» What you have to do: Pull every "target" line out of the data below.

===== Exercise material =====

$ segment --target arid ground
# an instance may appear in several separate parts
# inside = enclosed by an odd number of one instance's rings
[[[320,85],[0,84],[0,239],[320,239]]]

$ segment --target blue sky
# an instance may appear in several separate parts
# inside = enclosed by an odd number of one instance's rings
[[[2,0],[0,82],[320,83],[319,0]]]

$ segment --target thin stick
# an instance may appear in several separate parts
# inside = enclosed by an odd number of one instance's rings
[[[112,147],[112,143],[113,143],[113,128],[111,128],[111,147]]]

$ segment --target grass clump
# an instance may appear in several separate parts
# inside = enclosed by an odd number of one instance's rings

=====
===== Exercise material =====

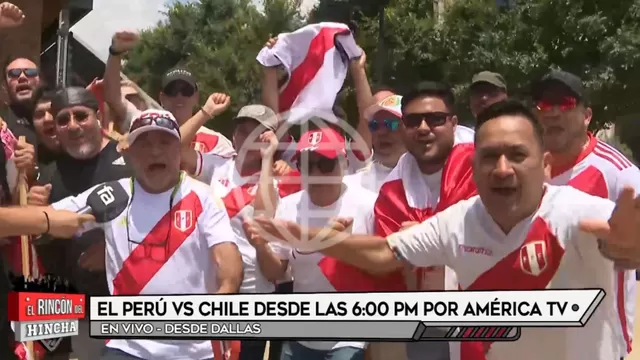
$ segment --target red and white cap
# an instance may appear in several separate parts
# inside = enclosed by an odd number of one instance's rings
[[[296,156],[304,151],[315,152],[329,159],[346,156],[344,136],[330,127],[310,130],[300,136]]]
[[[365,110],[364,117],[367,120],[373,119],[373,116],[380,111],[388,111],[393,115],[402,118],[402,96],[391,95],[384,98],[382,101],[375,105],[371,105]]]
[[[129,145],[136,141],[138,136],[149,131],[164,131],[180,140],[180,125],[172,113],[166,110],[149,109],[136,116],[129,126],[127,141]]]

=====
===== Exercise material =====

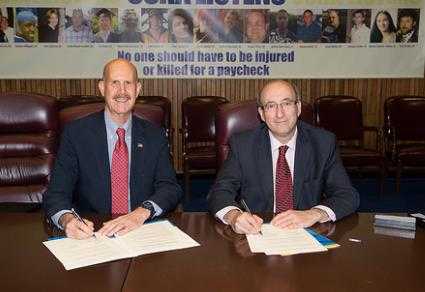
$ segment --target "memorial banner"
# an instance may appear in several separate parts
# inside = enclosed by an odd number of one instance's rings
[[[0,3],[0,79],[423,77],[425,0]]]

=====

» The completed task:
$ segment --target arid ground
$ segment --target blue sky
$ segment --target thin stick
$ segment --target grass clump
$ segment --target red and white cap
$ segment --target "memorial banner"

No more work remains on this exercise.